::: Metin Parçası :::
Ebu Hureyre (R.A)'dan rivayetle Hz. Peygamber (S.A.V) şöyle buyurmuştur: "Allah-u Zülcelal buyurdu ki: "Kulumun inancı oranında yanındayım. (Tevbe ederse tevbesini kabul ederim, Af dilerse suçlarını bağışlarım.) Beni nerede anar hatırlarsa, ben orada yanındayım. Allah'a and olsun, Allah kulunun tevbesine, çölde devesini yitirip tekrar bulanınızın sevinmesinden daha çok sevinir. Ondan razı olur, günahlarını affeder. Kulum bana ibadet ve hayır işlerde bir karış yaklaşırsa, ben ona (Rahmetimle) bir arşın yaklaşırım. Kim bana bir arşın yaklaşırsa, ben ona (Rahmetimle) bir kulaç yaklaşırım. Kulum bana yürüyerek yaklaşırsa, ben ona (Rahmetimle) koşarak yaklaşırım. (Kulumun ibadet ve taatına, yararlı işlerine hakettiğinden daha çok ecir ve sevap vererek onu mükafatlandırırım.)" (Buhari, Müslim)
Hz. Peygamber (S.A.V) bir gün ashab-ı kirama şöyle buyurmuştur: "Sizden önce geçen milletlerden doksandokuz kişiyi öldüren bir adam yeryüzünde en büyük alimin kim olduğunu sorduğunda, falanca rahip dediler. Rahibe giderek: "Doksandokuz kişi öldürdüğünü, günahlarından tevbesi kabul olunur mu?" diye sorunca rahip: "Hayır!" dedi. Bunun üzerine rahibi de öldürür. Öldürdüklerinin sayısı yüz olur. Daha sonra yeryüzünde: "En büyük alim kimdir?" diye sorunca, falan alim derler. Onun da yanına giderek: "Yüz kişi öldürdüm, tevbe etsem kabul olunur mu?" diye sorunca alim: "Evet, kim tevbenle arana girebilir. Filanca şehre git. Orada Allah'a ibadet eden insanlar var. Onlarla beraber Allah'a kulluk et. Bir daha da memleketine dönme. Zira orası kötülerin yeridir. Sen de onlarla kötü oluyorsun." der.
:::
Yapılacak İşler:
a. Tevbe konulu metne göre şu soruları kısaca yanıtlayın:
(i) Kul Allah'a bir karış yaklaşırsa, Allah ona ne kadar yaklaşır?
(ii) Adam rahibi de öldürünce öldürdüklerinin sayısı kaça çıkar?
(iii) Alim, adamın memleketine neden bir daha dönmemesini söyler?
b. Tevbe konulu metni kaldığı yerden sürdürün.
::: Veri Kayıtları :::
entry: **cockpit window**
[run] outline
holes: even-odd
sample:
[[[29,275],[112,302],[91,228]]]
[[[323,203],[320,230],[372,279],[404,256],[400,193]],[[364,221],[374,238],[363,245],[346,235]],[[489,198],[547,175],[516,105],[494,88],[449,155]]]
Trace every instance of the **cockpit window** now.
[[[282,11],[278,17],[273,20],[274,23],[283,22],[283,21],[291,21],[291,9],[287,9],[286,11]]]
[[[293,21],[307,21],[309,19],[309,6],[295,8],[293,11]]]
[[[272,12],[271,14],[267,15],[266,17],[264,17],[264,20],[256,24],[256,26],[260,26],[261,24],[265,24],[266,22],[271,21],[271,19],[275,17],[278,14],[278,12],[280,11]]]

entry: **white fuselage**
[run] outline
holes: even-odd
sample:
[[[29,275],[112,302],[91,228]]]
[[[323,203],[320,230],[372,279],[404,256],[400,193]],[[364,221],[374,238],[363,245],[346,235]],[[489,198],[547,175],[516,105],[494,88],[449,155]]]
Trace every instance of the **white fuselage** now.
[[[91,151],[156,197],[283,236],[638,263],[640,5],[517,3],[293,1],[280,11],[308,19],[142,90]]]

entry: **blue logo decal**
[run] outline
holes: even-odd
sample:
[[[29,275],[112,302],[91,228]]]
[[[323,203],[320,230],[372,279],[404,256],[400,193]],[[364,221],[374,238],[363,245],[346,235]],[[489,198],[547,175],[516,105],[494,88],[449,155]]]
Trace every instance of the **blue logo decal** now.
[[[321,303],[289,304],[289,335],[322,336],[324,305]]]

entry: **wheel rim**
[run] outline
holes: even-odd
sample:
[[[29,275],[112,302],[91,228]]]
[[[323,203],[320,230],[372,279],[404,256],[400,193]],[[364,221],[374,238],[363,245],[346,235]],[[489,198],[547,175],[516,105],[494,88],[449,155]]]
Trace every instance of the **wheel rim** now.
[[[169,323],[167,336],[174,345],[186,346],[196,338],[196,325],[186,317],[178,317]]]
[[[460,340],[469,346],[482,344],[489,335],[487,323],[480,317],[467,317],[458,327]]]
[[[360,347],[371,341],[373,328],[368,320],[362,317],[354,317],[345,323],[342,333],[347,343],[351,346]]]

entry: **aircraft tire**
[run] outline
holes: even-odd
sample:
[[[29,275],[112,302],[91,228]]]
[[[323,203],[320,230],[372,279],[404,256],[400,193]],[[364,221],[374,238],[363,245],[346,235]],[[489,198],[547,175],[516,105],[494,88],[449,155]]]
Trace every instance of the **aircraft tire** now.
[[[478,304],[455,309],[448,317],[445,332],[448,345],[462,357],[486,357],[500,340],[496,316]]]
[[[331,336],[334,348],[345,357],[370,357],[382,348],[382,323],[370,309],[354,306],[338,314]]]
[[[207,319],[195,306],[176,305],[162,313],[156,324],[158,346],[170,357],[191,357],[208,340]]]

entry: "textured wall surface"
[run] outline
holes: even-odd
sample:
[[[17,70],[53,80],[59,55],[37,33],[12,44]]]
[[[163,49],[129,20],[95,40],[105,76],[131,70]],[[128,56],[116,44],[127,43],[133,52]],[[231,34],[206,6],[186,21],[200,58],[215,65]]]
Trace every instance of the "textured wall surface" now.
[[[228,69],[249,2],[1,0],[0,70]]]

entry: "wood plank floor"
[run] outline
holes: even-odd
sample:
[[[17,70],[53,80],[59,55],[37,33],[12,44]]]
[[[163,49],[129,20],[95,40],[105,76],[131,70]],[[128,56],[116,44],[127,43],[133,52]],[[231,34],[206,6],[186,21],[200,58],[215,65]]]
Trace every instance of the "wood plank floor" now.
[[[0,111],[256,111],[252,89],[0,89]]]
:::
Beklenen Sonuçlar:
a.
(i) Bir arşın.
(ii) Yüze.
(iii) Orası kötülerin yeridir ve adam da onlarla birlikte kötü olmaktadır.

b.
Bunu dinleyen günahkâr iyi kimselerin şehrine gitmek üzere yola çıkar. Yarı yola varınca, ölüm meleği (Azrail) canını almaya gelir. O sırada rahmet melekleri ve azap melekleri gelir, aralarında çekişirler. Rahmet melekleri: "Bu adam kalbini Allah'a bağlayarak, günahlarından tevbe etti." derler. Azap melekleri de: "Bu adam hiç hayır işlemedi. Bütün işleri kötülüktür." derler. Bunun üzerine insan suretinde bir melek gelir ve der ki: "Çıktığı Şehirle gideceği yeri ölçün. Hangisine daha yakınsa oralı sayılır." der. Ölçerler, gideceği yeri daha yakın bulduklarında, ruhunu rahmet melekleri alır. (Cennet bahçesine götürürler.)
Diğer bir rivayette: "İyi kimselerin olduğu şehre bir karış daha yakın olduğu için oranın halkından kılınmıştır." denilir. Başka bir rivayette de şöyle denilmiştir: "Allah, çıktığı şehre uzaklaşmasını, gideceği şehre de yaklaşmasını emretti ve: "Aralarını ölçünüz!" dedi. Ölçünce gideceği yere bir karış daha yakın buldular. Bunun üzerine günahları affolundu." (Buhari, Müslim, İbn Mace)
Allah-u Zülcelal ayet-i kerimede şöyle buyurmuştur: "Gerçekten biz, Ademoğullarına akıl vermek suretiyle onları şan ve şeref sahibi kıldık!" (İsra; 70)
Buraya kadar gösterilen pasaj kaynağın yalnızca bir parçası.